*** Opening Task inputs ***
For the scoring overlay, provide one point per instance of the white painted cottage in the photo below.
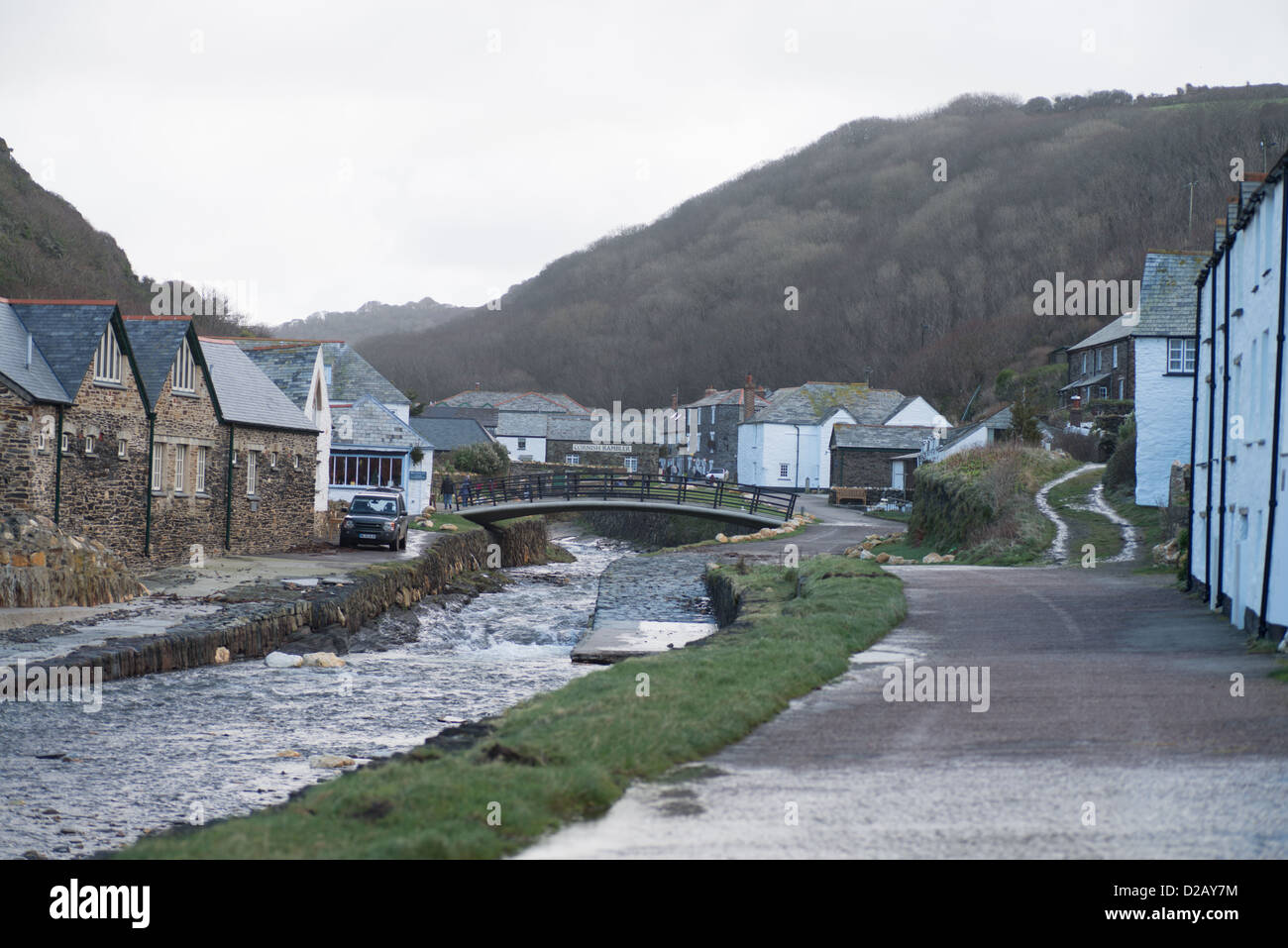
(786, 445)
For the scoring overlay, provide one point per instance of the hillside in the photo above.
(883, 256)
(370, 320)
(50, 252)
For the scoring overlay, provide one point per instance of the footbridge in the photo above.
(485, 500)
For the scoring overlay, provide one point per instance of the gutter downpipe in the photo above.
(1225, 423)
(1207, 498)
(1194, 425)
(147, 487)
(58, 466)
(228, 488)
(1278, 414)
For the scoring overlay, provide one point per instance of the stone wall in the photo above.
*** Closing Task inputs ***
◆ Brief:
Could you reproduce every record above exactly, leaving out any pictures?

◆ Solution to this task:
For the scoring overlay, provide one point per instance of the white painted cottage in the photo below.
(786, 445)
For the scoring overlay, provide one point per instance of the hillside in the photo above.
(883, 256)
(370, 320)
(50, 252)
For the scoring overlay, provide one point per instance of the footbridge in the photo above.
(485, 500)
For the scoring overlay, provide one point per instance of the gutter downpipe in the photo above.
(1225, 423)
(1207, 498)
(1194, 425)
(147, 487)
(58, 466)
(228, 488)
(1278, 414)
For the scoring overlay, provide one point per instance of the stone wall in the photo above.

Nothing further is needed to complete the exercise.